## TEXT
>> Start

Back to the giant mantis - which does seem to be trying to skew the statistics, since this one eats human flesh.  And it knocks down jet fighter planes, which were the things that took down "Tarantula" last night.  And when the Air Force is helpless, the U.S. calls in the next line of defense, which is a paleontologist and a museum magazine editor.  (Wait, what?)  They're able to figure out just what it is that's eating all the soldiers, even though they haven't seen it up close yet.  Too bad they weren't in time to save that Eskimo village.

Romance blooms between Joe, the commanding officer at one of those Northern radar stations (and later he's a renegade fighter pilot, apparently) and Marge, the editor of that museum magazine.  Ah, but what chance do two crazy kids have in this world when there's a giant mantis lurking about?  Can their love survive a giant insect that wants to eat us all?  (Might as well go for it, Marge, since your paleontologist friend apparently wasn't picking up on any of your signals...)

>> End

Entries in a dataset:
>> Start

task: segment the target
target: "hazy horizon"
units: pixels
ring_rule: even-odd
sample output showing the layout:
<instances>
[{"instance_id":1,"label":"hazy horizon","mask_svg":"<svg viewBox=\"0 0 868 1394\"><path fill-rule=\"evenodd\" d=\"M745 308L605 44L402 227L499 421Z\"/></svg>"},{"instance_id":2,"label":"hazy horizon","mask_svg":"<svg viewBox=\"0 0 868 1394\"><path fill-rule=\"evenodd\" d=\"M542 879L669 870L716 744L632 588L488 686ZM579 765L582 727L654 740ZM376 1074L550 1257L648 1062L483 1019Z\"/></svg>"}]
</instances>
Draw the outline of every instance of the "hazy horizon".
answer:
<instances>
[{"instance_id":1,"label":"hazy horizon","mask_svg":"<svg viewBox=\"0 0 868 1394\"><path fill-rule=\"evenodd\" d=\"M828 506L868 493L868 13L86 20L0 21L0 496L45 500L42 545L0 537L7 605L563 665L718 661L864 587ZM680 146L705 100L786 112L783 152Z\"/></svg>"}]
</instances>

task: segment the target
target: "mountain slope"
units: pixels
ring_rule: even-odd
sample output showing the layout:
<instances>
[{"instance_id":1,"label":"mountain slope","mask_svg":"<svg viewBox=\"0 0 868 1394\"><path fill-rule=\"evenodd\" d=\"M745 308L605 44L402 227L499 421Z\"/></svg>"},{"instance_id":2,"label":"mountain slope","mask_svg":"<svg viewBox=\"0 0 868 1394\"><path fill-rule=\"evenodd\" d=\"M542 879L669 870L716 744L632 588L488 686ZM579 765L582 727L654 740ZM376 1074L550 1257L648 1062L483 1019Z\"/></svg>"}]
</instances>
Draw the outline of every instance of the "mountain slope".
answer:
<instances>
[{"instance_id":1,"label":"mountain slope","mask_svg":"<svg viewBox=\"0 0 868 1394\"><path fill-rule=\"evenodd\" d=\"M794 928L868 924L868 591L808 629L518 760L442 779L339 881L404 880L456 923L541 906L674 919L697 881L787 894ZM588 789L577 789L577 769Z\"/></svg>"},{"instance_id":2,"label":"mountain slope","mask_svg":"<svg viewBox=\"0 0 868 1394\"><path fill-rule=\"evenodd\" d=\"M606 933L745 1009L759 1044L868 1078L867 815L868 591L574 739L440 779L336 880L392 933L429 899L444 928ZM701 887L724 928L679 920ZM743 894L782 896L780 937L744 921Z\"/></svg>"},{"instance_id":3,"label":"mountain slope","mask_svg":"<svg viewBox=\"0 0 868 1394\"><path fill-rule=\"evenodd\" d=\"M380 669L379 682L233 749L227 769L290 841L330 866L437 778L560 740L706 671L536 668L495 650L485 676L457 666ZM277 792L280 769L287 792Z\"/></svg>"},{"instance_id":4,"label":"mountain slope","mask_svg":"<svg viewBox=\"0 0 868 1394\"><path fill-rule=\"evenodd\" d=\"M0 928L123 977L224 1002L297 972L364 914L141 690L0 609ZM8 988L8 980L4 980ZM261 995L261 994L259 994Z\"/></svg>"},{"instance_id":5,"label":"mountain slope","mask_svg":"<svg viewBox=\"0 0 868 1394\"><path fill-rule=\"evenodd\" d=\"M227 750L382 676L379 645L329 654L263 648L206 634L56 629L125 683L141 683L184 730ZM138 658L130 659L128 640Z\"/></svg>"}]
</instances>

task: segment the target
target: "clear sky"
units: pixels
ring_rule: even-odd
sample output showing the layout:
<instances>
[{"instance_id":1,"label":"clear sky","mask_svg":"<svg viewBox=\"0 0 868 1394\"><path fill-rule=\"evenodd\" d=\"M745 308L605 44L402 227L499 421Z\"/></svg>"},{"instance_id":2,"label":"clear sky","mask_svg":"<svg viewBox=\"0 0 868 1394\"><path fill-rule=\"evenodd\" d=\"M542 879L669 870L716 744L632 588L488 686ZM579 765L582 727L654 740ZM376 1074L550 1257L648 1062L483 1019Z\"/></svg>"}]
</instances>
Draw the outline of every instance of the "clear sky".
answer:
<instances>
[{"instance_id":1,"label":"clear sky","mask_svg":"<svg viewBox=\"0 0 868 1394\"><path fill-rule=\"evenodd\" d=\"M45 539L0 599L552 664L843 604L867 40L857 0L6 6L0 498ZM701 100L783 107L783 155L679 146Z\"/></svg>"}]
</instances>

>> End

## REQUIRED WORK
**a)** Write out every question the giant mantis text asks, each on its own line.
**b)** How many lines of the entries contain the word "outline"? Give only the number.

## PROBLEM SOLUTIONS
**a)**
Wait, what?
Ah, but what chance do two crazy kids have in this world when there's a giant mantis lurking about?
Can their love survive a giant insect that wants to eat us all?

**b)** 3